Exercice
Recopiez à l'identique tout ce que contient l'extrait, depuis « J’ai réussi l’examen » jusqu'à « Un grand obstacle! ».

#### Extrait du document ####

Mon embarquement a commencé en septembre 1969. Je suis arrivé à l’université de Harvard pour poursuivre un PhD avec une concentration sur la littérature et le cinéma. J’ai demandé au Professeur W. H. Frohock, auteur du livre Andre Malraux and the Tragic Imagination, s’il pouvait me guider dans mes études. Il m’a répondu, « Je n’ai pas vu un film (“a movie! “) depuis 25 ans. Vous devez aller à l’Université de Chicago pour étudier avec mon ami Bruce Morrissette (The Novels of Robbe-Grillet.), il connaît le cinéma. » Cependant, j’ai refusé diplomatiquement. Mon cœur est à jamais à Boston.
Entre-temps, à Harvard, j’ai concentré mon attention sur la littérature française du dix-neuvième et vingtièmesiècles pour les examens compréhensifs. Malraux était toujours à mes côtés, puisque le Professeur Frohock faisait partie du comité.
J’ai réussi l’examen et ai donc commencé ma préparation pour la dissertation. J’ai choisi comme sujet L’Espoir/Espoir, roman et film. Cependant, il n’y avait personne dans le département qui connaissait le cinéma. Un grand obstacle!

#### Données fournies ####

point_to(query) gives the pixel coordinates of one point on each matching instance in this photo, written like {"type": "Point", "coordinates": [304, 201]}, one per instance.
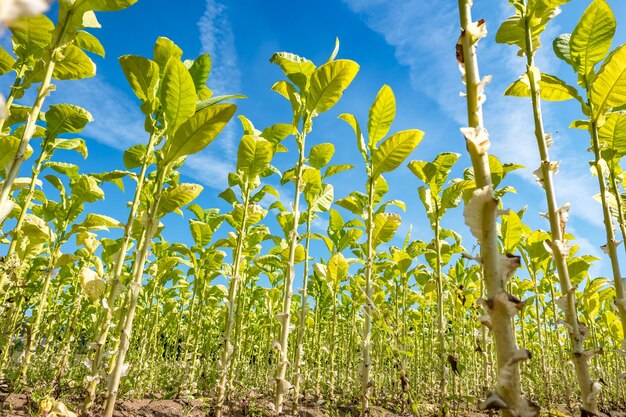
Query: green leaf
{"type": "Point", "coordinates": [277, 132]}
{"type": "Point", "coordinates": [64, 168]}
{"type": "Point", "coordinates": [6, 61]}
{"type": "Point", "coordinates": [196, 133]}
{"type": "Point", "coordinates": [328, 83]}
{"type": "Point", "coordinates": [336, 169]}
{"type": "Point", "coordinates": [215, 100]}
{"type": "Point", "coordinates": [94, 221]}
{"type": "Point", "coordinates": [384, 227]}
{"type": "Point", "coordinates": [511, 32]}
{"type": "Point", "coordinates": [296, 68]}
{"type": "Point", "coordinates": [435, 174]}
{"type": "Point", "coordinates": [452, 195]}
{"type": "Point", "coordinates": [321, 155]}
{"type": "Point", "coordinates": [133, 156]}
{"type": "Point", "coordinates": [551, 88]}
{"type": "Point", "coordinates": [200, 232]}
{"type": "Point", "coordinates": [75, 65]}
{"type": "Point", "coordinates": [107, 5]}
{"type": "Point", "coordinates": [75, 144]}
{"type": "Point", "coordinates": [178, 95]}
{"type": "Point", "coordinates": [200, 70]}
{"type": "Point", "coordinates": [561, 48]}
{"type": "Point", "coordinates": [381, 115]}
{"type": "Point", "coordinates": [612, 136]}
{"type": "Point", "coordinates": [609, 87]}
{"type": "Point", "coordinates": [177, 196]}
{"type": "Point", "coordinates": [253, 155]}
{"type": "Point", "coordinates": [86, 190]}
{"type": "Point", "coordinates": [87, 42]}
{"type": "Point", "coordinates": [142, 74]}
{"type": "Point", "coordinates": [360, 141]}
{"type": "Point", "coordinates": [591, 39]}
{"type": "Point", "coordinates": [164, 49]}
{"type": "Point", "coordinates": [337, 271]}
{"type": "Point", "coordinates": [31, 35]}
{"type": "Point", "coordinates": [8, 149]}
{"type": "Point", "coordinates": [394, 150]}
{"type": "Point", "coordinates": [511, 231]}
{"type": "Point", "coordinates": [324, 199]}
{"type": "Point", "coordinates": [66, 118]}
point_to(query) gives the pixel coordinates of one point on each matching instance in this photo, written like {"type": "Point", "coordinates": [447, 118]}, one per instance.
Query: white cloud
{"type": "Point", "coordinates": [216, 36]}
{"type": "Point", "coordinates": [118, 122]}
{"type": "Point", "coordinates": [424, 35]}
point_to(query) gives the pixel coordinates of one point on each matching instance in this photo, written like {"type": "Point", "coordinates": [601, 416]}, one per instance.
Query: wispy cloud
{"type": "Point", "coordinates": [216, 36]}
{"type": "Point", "coordinates": [118, 122]}
{"type": "Point", "coordinates": [424, 35]}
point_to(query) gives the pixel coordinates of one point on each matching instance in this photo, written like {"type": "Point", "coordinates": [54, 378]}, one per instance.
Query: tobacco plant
{"type": "Point", "coordinates": [437, 200]}
{"type": "Point", "coordinates": [45, 52]}
{"type": "Point", "coordinates": [481, 212]}
{"type": "Point", "coordinates": [191, 120]}
{"type": "Point", "coordinates": [524, 30]}
{"type": "Point", "coordinates": [380, 227]}
{"type": "Point", "coordinates": [602, 102]}
{"type": "Point", "coordinates": [311, 90]}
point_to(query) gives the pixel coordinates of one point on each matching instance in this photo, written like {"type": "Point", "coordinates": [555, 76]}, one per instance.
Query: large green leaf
{"type": "Point", "coordinates": [253, 155]}
{"type": "Point", "coordinates": [591, 39]}
{"type": "Point", "coordinates": [6, 61]}
{"type": "Point", "coordinates": [177, 196]}
{"type": "Point", "coordinates": [328, 83]}
{"type": "Point", "coordinates": [354, 124]}
{"type": "Point", "coordinates": [511, 231]}
{"type": "Point", "coordinates": [296, 68]}
{"type": "Point", "coordinates": [86, 190]}
{"type": "Point", "coordinates": [164, 49]}
{"type": "Point", "coordinates": [609, 88]}
{"type": "Point", "coordinates": [66, 118]}
{"type": "Point", "coordinates": [200, 232]}
{"type": "Point", "coordinates": [612, 136]}
{"type": "Point", "coordinates": [75, 65]}
{"type": "Point", "coordinates": [384, 227]}
{"type": "Point", "coordinates": [133, 156]}
{"type": "Point", "coordinates": [551, 88]}
{"type": "Point", "coordinates": [142, 75]}
{"type": "Point", "coordinates": [88, 42]}
{"type": "Point", "coordinates": [178, 95]}
{"type": "Point", "coordinates": [394, 150]}
{"type": "Point", "coordinates": [8, 149]}
{"type": "Point", "coordinates": [76, 144]}
{"type": "Point", "coordinates": [381, 115]}
{"type": "Point", "coordinates": [105, 5]}
{"type": "Point", "coordinates": [561, 48]}
{"type": "Point", "coordinates": [336, 270]}
{"type": "Point", "coordinates": [196, 133]}
{"type": "Point", "coordinates": [199, 70]}
{"type": "Point", "coordinates": [435, 173]}
{"type": "Point", "coordinates": [321, 155]}
{"type": "Point", "coordinates": [324, 199]}
{"type": "Point", "coordinates": [31, 35]}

####

Réponse attendue
J’ai réussi l’examen et ai donc commencé ma préparation pour la dissertation. J’ai choisi comme sujet L’Espoir/Espoir, roman et film. Cependant, il n’y avait personne dans le département qui connaissait le cinéma. Un grand obstacle!